# PASSAGE PROVIDED
.....

Re: [PATCH 3/6] drm/amdgpu: allocate VM PDs/PTs on demand

"Kuehling, Felix" <Felix.Kuehling@xxxxxxx> · Tue, 12 Mar 2019 20:25:23 +0000

The root cause is that we don't wait after calling amdgpu_vm_clear_bo in 
amdgpu_vm_alloc_pts.

Waiting for the page table BOs to be idle for CPU page table updates is 
done in amdgpu_vm_bo_update_mapping. That is now *before* the page 
tables are actually allocated and cleared in amdgpu_vm_update_ptes.

We'll need to move the waiting for page tables to be idle into 
amdgpu_vm_alloc_pts or amdgpu_vm_update_ptes.

Regards,
   Felix

On 2019-03-12 3:02 p.m., Felix Kuehling wrote:
> I find that it's related to CPU page table updates. If I force page 
> table updates with SDMA, I don't get the VM fault.
>
> Regards,
>   Felix
>
> On 2019-03-11 12:55 p.m., Christian König wrote:
>> Hi guys,
>>
>> well it's most likely some missing handling in the KFD, so I'm rather 
>> reluctant to revert the change immediately.
>>
>> Problem is that I don't have time right now to look into it 
>> immediately. So Kent can you continue to take a look?
>>
>> Sounds like its crashing immediately, so it should be something obvious.
>>
>> Christian.
>>
>> Am 11.03.19 um 10:49 schrieb Russell, Kent:
>>>  From what I've been able to dig through, the VM Fault seems to 
>>> occur right after a doorbell mmap, but that's as far as I got. I can 
>>> try to revert it in today's merge and see how things go.
>>>
>>>   Kent
>>>
>>>> -----Original Message-----
>>>> From: Kuehling, Felix
>>>> Sent: Friday, March 08, 2019 11:16 PM
>>>> To: Koenig, Christian <Christian.Koenig@xxxxxxx>; Russell, Kent
>>>> <Kent.Russell@xxxxxxx>; amd-gfx@xxxxxxxxxxxxxxxxxxxxx
>>>> Subject: RE: [PATCH 3/6] drm/amdgpu: allocate VM PDs/PTs on demand
>>>>
>>>> My concerns were related to eviction fence handing. It would 
>>>> manifest by
>>>> unnecessary eviction callbacks into KFD that aren't cause by real 
>>>> evictions. I
>>>> addressed that with a previous patch series that removed the need to
>>>> remove eviction fences and add them back around page table updates in
>>>> amdgpu_amdkfd_gpuvm.c.
>>>>
>>>> I don't know what's going on here. I can probably take a look on 
>>>> Monday. I
>>>> haven't considered what changed with respect to PD updates.
>>>>
>>>> Kent, can we temporarily revert the offending change in 
>>>> amd-kfd-staging
>>>> just to unblock the merge?

.....

# DATA

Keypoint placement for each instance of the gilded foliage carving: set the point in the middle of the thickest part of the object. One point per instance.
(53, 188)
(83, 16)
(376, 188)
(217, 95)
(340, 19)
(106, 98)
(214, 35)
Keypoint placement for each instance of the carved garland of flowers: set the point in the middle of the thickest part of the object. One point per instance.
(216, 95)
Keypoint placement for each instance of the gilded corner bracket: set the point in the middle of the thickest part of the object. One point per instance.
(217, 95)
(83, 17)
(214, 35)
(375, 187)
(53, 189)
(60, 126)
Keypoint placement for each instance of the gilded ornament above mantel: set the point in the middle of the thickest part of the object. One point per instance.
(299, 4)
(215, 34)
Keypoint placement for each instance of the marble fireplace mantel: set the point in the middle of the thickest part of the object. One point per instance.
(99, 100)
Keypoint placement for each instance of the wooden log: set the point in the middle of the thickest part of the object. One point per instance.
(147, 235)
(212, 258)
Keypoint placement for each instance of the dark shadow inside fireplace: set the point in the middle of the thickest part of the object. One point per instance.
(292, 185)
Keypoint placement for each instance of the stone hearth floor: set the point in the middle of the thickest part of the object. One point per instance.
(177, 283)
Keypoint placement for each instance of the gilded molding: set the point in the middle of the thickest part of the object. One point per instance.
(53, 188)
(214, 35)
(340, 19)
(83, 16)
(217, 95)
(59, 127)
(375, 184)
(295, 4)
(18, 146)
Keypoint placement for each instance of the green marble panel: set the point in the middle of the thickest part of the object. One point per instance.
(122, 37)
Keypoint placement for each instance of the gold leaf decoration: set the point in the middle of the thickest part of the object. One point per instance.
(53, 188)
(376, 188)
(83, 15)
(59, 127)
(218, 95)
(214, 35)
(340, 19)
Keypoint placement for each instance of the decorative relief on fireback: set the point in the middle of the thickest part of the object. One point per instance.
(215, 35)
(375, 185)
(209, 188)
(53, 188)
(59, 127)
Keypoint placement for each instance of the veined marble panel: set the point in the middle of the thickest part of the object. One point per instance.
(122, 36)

.....

# GIVEN TASK A
In the amdgpu patch thread, what happens when Felix forces page table updates with SDMA?
# GIVEN TASK B
Translate this sentence from the amdgpu patch thread into German: "We'll need to move the waiting for page tables to be idle into amdgpu_vm_alloc_pts or amdgpu_vm_update_ptes."
# GIVEN TASK C
Carry on the amdgpu patch thread, starting after its last line.
The items are separate material and are not part of the amdgpu patch thread.

# EXERCISE RESPONSE A
He doesn't get the VM fault.

# EXERCISE RESPONSE B
Wir müssen das Warten darauf, dass die Seitentabellen inaktiv sind, nach amdgpu_vm_alloc_pts oder amdgpu_vm_update_ptes verlagern.

# EXERCISE RESPONSE C
>>>>
>>>> Christian, I think KFD is currently broken on amd-staging-drm-next. 
>>>> If we're
>>>> serious about supporting KFD upstream, you may also want to consider
>>>> reverting your change there for now. Also consider building the 
>>>> Thunk and
>>>> kfdtest so you can do quick smoke tests locally whenever you make
>>>> amdgpu_vm changes that can affect KFD.
>>>> https://github.com/RadeonOpenCompute/ROCT-Thunk-Interface
>>>>
>>>> Regards,
>>>>    Felix
>>>>
>>>> -----Original Message-----
>>>> From: amd-gfx <amd-gfx-bounces@xxxxxxxxxxxxxxxxxxxxx> On Behalf Of
>>>> Christian König
>>>> Sent: Friday, March 08, 2019 9:14 AM
>>>> To: Russell, Kent <Kent.Russell@xxxxxxx>; 
>>>> amd-gfx@xxxxxxxxxxxxxxxxxxxxx
>>>> Subject: Re: [PATCH 3/6] drm/amdgpu: allocate VM PDs/PTs on demand
>>>>
>>>> My best guess is that we forget somewhere to update the PDs. What
>>>> hardware is that on?
>>>>
>>>> Felix already mentioned that this could be problematic for the KFD.
>>>>
>>>> Maybe he has an idea,
>>>> Christian.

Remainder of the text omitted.